日本小児科医会会報第26号(P.107〜110)に掲載されたものを転記しました。平成16年12月7日更新。

 子育て支援に思う

              鹿児島県小児科医会顧問 鮫島信一

わが国では、1年間に生まれる子どもの数は昭和25年230万人でしたが、その後減り続け50年後の平成12年(2000年)には 119万人と半減しました。更に50年後の2050年には60万人に半減するとの予測があります。一方老人の死亡数は減り平均寿 命が延びたことから、総人口は増え続けていましたが、昨年から減少傾向に入りました。今わが国は人類が経験したことの無い超少子 高齢社会に突入しているわけです。
 長寿は歓迎できますが、少子化は国の衰退に繋がるとして、政府も「少子化防止、子育て支援」策を次々に打ち出しています。

[画像に基づく位置指示データ]

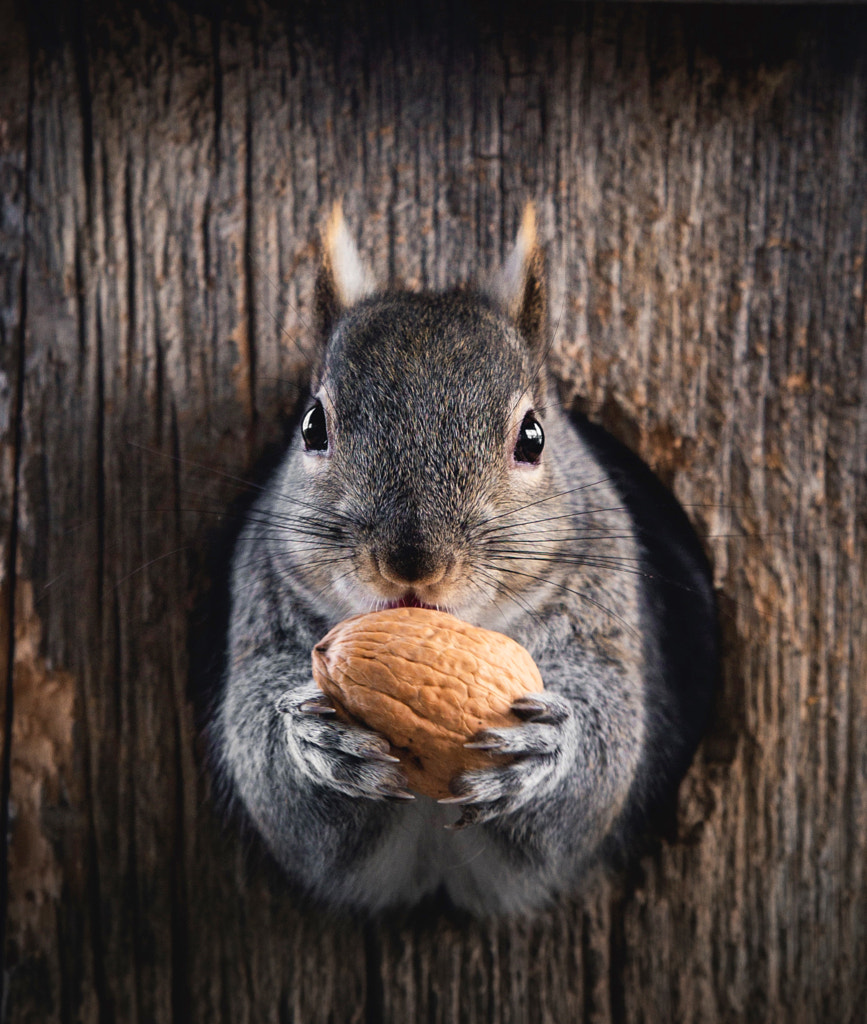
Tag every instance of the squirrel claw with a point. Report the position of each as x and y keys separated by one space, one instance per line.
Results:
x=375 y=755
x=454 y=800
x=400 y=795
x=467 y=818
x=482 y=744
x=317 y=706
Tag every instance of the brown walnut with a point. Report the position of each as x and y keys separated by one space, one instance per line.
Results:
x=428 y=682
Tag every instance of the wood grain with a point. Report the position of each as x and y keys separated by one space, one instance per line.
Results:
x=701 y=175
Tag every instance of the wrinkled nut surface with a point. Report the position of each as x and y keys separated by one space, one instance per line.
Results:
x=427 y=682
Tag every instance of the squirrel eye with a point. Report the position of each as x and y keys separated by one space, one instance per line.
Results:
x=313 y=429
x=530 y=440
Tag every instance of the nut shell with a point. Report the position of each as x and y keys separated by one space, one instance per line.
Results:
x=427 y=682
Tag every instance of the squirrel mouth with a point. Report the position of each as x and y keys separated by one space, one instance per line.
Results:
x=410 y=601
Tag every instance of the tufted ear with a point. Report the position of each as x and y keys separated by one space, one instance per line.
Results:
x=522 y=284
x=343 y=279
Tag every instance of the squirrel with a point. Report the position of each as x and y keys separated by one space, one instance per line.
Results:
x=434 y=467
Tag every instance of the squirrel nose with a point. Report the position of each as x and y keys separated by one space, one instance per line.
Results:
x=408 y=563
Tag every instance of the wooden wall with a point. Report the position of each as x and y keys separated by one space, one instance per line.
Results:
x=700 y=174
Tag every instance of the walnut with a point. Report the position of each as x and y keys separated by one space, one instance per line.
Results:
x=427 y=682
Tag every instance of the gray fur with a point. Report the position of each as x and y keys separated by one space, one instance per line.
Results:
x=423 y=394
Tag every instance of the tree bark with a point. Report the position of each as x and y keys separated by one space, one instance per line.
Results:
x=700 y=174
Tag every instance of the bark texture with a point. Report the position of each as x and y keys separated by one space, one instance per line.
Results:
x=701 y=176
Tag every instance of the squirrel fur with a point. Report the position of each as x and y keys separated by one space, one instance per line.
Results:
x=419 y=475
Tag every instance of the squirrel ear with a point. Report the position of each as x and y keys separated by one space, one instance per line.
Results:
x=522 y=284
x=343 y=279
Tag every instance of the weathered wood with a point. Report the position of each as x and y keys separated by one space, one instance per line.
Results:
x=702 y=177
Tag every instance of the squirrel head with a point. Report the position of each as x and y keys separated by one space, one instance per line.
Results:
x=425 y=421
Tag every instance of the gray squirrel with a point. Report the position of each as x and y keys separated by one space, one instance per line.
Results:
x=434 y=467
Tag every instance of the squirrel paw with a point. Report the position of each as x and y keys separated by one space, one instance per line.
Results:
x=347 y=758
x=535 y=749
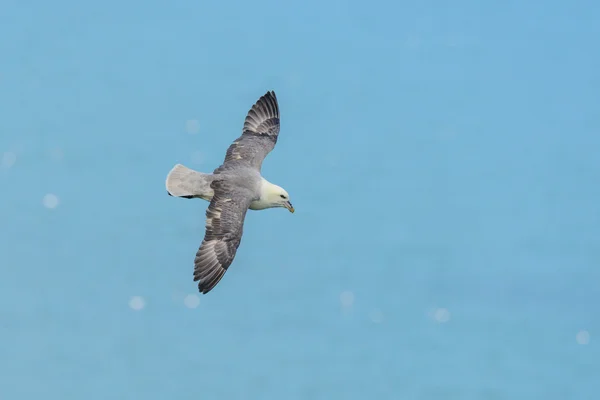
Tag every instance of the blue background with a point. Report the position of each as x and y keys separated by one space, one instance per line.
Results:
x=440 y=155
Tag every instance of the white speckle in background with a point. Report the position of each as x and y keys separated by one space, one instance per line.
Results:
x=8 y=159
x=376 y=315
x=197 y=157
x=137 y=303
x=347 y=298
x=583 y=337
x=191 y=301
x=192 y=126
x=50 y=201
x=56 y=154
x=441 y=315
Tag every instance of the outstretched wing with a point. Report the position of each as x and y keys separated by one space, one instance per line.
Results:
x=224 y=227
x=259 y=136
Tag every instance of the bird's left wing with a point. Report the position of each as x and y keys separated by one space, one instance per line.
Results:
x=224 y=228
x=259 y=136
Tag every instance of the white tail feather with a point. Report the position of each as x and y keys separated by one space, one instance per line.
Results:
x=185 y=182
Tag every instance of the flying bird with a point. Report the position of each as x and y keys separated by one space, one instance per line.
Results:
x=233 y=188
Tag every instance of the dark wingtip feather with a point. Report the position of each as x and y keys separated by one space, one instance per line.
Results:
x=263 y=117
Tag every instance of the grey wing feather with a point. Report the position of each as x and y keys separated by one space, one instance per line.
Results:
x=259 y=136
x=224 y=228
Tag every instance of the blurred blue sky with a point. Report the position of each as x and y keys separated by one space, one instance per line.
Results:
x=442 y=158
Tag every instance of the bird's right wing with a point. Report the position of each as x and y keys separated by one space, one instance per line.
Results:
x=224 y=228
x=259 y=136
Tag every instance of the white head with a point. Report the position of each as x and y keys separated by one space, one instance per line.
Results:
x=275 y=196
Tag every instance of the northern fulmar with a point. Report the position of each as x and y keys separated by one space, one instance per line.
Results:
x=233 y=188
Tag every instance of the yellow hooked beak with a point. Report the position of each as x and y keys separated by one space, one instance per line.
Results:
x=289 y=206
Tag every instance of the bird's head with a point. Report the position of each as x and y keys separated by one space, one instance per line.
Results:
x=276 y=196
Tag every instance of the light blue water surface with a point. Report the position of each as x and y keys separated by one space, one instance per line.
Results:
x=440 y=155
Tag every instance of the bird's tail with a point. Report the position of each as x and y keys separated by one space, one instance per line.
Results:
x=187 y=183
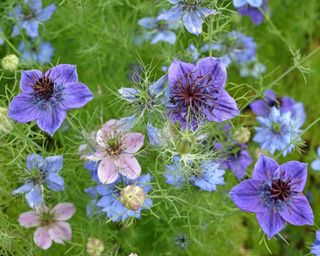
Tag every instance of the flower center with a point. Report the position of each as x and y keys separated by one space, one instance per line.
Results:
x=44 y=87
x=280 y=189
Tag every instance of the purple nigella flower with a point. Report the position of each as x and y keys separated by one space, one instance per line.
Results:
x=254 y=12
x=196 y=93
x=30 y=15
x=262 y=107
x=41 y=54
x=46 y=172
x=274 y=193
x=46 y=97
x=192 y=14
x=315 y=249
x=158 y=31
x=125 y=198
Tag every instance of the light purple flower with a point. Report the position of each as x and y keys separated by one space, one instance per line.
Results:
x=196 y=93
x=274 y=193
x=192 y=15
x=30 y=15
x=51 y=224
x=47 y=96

**課題**
[1] 次の(a)〜(c)が少子化に関する本文の内容と合うか判断し、それぞれ「はい」か「いいえ」で答え、決め手となる本文の語句をそのまま引用すること。
(a) 平成12年に生まれた子どもの数は119万人だった。
(b) わが国の総人口は今も増え続けている。
(c) 政府は、少子化が国の衰退に繋がるとして対策を打ち出している。
[2] 少子化に関する本文の最後の文に続けて、その先を書いてください。
エントリはここでは使わない。

**解答**
[1]
(a) はい。“平成12年(2000年)には 119万人と半減しました”
(b) いいえ。“昨年から減少傾向に入りました”
(c) はい。“少子化は国の衰退に繋がるとして、政府も「少子化防止、子育て支援」策を次々に打ち出しています”

[2]
 「子は人の子、社会の宝」として認識されてはいますが、出されている「少子化防止、子育て支援策」が子どもの視点でなく、政治家 の視点、経済的視点で議論されている現状に不安を覚えます。
 「子どもは遊びによって心身ともに発育する」と言われています。ある小学校の高学年に遊びについて質問したら、「遊ぶ仲間がいない。 遊ぶ時間が無い。遊ぶ場所が無い。遊び方がわからない。外は危ないから遊べない。ゲームやビデオで遊んでいる。」との答えが返って きました。期待した遊びは、ゲームやビデオを見ることではなく、身体を動かす遊びです。汗をながし、息をはずませ、喜びに身体をふる わせる、自然のなかの体験学習であって欲しかったのです。
  ゲームやビデオは、おしゃべりも上手で退屈させませんが、作られたものであり自然ではありません。スイッチのオン・オフで 死んだ人が簡単に生き返る不自然な現象が、子どもの頃から強力にインプットされてしまいます。最近子どもの痛ましい殺傷事件が 報道されますが、犯人は「まじめでおとなしい、よい子でした」とコメントされるのが普通になっています。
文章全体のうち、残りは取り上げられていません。